WORK TO DO:
[a] In the Ingest Processor text, why should an Ingest Processor always have a default destination?
[b] Identify every line of the listing that contains the string "trunk", and copy each of those lines.

EXCERPTED TEXT:
====================
Ingest Processor is currently released as a preview only and is not officially supported. See Splunk General Terms for more information. For any questions on this preview, please reach out to ingestprocessor@splunk.com.
Filter and mask data using Ingest Processor
You can create a pipeline that filters and masks the incoming data so that only a desired subset of that data gets sent to a destination.
Creating a filtering and masking pipeline involves doing the following:
- Specifying the partition of the incoming data that the pipeline receives from and specifying a destination that the pipeline sends data to.
- Defining the filtering criteria by including a
where
command in the SPL2 statement of the pipeline. See where command overview in the SPL2 Search Reference for more information. - Specifying a regular expression that selects and masks data by including a rex command in the SPL2 statement of the pipeline. See the following pages for more information:
As a best practice for preventing unwanted data loss, make sure to always have a default destination for your Ingest Processor. Otherwise, all unprocessed data is dropped. See Partitions for more information on what qualifies as unprocessed data.
Prerequisites
Before starting to create a pipeline, confirm the following:
- If you want to partition your data by source type, the source type of the data that you want the pipeline to process is listed on the Source types page of your tenant. If your source type is not listed, then you must add that source type to your tenant and configure event breaking and merging definitions for it.
- The destination that you want the pipeline to send data to is listed on the Destinations page of your tenant. If your destination is not listed, then you must add that destination to your tenant.
Steps
Perform the following steps to create a pipeline that filters and masks data:
- Create a pipeline.
- Configure filtering and masking in your pipeline.
- Preview, save, and apply your pipeline.
Create a pipeline
Complete these steps to create a pipeline that receives data associated with a specific source type, optionally processes it, and sends that data to a destination.
- Navigate to the Pipelines page and then select Ingest Processor pipeline.
- On the Get started page, select Blank pipeline and then Next.
- On the Define your pipeline's partition page, do the following:
- Select how you want to partition your incoming data that you want to send to your pipeline. You can partition by source type, source, and host.
- Enter the conditions for your partition, including the operator and the value. Your pipeline will receive and process the incoming data that meets these conditions.
====================
Point annotations for photos:
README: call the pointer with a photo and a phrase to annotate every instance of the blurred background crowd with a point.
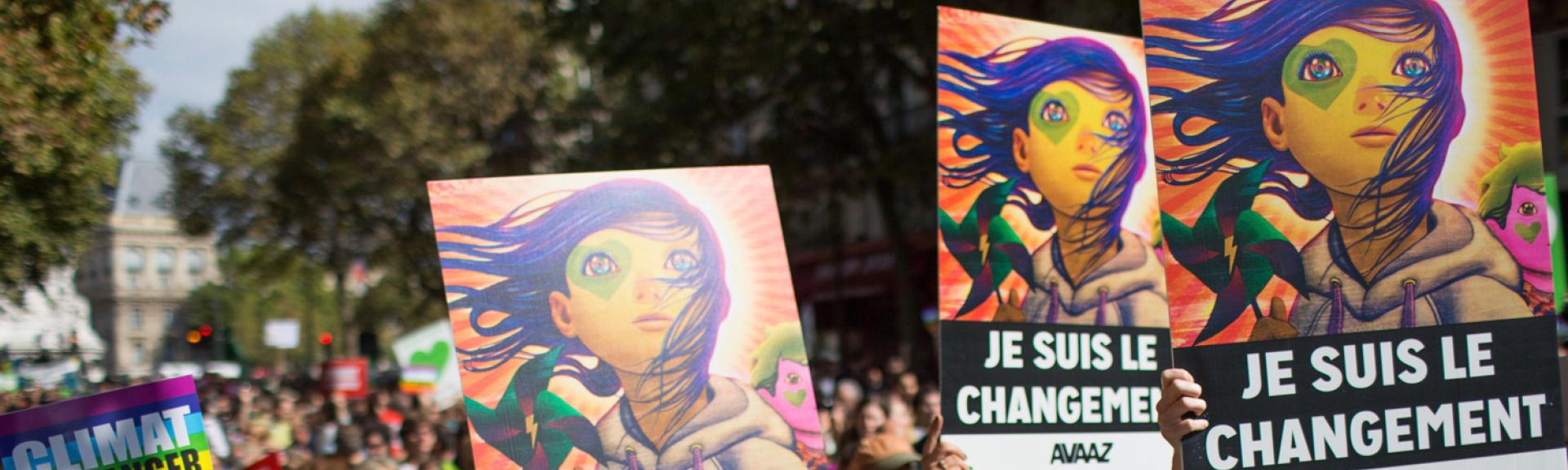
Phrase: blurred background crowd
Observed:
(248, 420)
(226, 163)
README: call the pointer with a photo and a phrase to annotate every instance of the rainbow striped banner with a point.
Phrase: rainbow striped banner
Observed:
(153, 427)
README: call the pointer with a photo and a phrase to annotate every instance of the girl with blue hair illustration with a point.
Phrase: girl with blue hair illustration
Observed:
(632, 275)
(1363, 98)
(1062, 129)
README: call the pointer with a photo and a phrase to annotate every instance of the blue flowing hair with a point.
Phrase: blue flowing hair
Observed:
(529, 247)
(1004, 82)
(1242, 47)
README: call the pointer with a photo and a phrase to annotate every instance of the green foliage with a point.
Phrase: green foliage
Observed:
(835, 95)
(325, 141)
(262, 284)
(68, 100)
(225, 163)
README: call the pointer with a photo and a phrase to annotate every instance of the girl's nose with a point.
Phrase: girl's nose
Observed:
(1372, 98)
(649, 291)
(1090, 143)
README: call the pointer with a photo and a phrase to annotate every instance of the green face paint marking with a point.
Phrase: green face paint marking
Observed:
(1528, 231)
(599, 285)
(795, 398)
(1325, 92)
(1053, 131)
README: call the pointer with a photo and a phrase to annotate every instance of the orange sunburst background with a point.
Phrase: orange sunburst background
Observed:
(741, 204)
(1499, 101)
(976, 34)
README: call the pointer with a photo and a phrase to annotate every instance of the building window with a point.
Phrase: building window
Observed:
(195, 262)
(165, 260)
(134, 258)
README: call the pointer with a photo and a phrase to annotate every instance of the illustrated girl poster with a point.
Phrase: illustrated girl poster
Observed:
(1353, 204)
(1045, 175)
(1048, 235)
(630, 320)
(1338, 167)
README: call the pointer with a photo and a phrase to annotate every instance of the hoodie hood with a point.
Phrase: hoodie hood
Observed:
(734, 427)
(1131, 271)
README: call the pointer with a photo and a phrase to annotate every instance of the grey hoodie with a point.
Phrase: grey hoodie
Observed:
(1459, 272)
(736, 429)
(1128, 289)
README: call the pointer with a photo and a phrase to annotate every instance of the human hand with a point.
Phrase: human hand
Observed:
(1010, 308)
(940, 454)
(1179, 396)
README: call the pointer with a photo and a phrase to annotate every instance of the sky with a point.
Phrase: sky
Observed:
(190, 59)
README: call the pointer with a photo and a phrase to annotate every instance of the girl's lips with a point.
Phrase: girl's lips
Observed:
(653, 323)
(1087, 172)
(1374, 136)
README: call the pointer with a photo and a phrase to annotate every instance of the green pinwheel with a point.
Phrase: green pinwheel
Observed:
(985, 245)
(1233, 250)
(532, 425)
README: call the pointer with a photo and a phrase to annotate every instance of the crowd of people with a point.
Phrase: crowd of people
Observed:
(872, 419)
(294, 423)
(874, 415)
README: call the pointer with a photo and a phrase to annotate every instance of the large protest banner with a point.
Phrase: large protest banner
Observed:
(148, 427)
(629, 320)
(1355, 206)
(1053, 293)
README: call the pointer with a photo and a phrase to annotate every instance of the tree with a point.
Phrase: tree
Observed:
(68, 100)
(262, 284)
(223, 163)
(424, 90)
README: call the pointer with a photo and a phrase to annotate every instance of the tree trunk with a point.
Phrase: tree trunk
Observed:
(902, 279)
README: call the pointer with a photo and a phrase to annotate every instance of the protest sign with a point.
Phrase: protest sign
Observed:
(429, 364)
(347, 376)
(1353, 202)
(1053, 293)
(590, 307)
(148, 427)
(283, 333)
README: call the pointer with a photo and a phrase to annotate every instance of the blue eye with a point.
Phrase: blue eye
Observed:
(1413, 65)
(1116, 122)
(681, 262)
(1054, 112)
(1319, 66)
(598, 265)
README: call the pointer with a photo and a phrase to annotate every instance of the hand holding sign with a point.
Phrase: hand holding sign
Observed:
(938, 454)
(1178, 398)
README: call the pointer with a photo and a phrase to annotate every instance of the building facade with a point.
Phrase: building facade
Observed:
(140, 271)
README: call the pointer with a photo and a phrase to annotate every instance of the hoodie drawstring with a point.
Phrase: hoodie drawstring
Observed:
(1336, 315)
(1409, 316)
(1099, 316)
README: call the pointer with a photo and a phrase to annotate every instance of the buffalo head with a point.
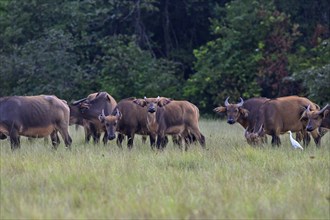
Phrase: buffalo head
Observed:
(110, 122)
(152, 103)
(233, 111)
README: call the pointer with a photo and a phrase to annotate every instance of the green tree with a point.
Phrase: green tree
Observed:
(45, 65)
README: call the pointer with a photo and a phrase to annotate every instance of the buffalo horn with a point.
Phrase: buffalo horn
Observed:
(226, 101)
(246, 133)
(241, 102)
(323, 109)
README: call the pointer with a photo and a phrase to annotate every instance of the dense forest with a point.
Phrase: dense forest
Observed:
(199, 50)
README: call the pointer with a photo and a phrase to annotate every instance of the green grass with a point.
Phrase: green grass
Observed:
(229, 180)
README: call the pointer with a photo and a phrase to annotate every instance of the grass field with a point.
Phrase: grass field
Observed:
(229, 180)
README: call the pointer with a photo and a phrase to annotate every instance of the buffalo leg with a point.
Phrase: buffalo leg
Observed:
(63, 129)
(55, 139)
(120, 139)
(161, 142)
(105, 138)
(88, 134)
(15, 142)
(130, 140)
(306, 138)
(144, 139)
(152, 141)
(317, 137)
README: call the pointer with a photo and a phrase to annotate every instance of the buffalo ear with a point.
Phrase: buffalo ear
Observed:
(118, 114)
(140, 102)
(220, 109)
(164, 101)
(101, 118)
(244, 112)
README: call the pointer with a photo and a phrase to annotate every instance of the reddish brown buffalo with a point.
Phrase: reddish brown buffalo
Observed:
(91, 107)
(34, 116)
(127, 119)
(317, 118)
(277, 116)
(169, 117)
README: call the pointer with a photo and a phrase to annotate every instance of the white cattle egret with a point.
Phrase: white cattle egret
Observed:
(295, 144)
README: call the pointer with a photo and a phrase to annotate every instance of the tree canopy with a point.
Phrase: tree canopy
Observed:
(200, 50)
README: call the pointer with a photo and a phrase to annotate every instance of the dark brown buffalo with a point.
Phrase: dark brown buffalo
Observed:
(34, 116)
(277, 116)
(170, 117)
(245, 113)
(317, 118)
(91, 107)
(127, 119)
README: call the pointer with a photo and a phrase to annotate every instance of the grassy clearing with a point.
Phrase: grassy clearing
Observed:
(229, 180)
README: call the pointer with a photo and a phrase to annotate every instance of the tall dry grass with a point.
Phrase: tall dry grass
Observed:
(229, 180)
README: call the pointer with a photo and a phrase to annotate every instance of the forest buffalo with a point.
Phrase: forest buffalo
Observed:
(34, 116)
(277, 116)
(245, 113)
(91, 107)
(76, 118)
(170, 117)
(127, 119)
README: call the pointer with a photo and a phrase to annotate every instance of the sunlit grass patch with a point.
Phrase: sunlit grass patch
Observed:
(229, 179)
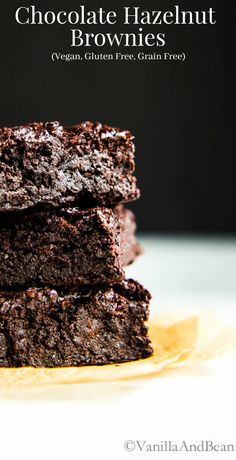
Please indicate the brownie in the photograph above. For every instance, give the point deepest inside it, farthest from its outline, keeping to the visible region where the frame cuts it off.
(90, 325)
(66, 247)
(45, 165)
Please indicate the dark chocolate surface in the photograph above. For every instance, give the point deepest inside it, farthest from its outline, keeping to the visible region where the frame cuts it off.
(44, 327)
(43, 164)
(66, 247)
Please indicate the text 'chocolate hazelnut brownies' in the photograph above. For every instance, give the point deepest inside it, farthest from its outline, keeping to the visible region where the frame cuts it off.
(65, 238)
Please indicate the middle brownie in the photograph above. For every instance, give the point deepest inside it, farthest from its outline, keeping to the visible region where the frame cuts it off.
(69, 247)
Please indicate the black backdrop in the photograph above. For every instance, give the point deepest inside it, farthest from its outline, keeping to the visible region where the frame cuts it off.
====================
EXPECTED RESPONSES:
[a] A default destination guards against unwanted data loss. Without one, all unprocessed data is dropped.

[b]
README: call the pointer with a photo and a phrase to annotate every instance of the tree trunk with a point.
Phrase: tree trunk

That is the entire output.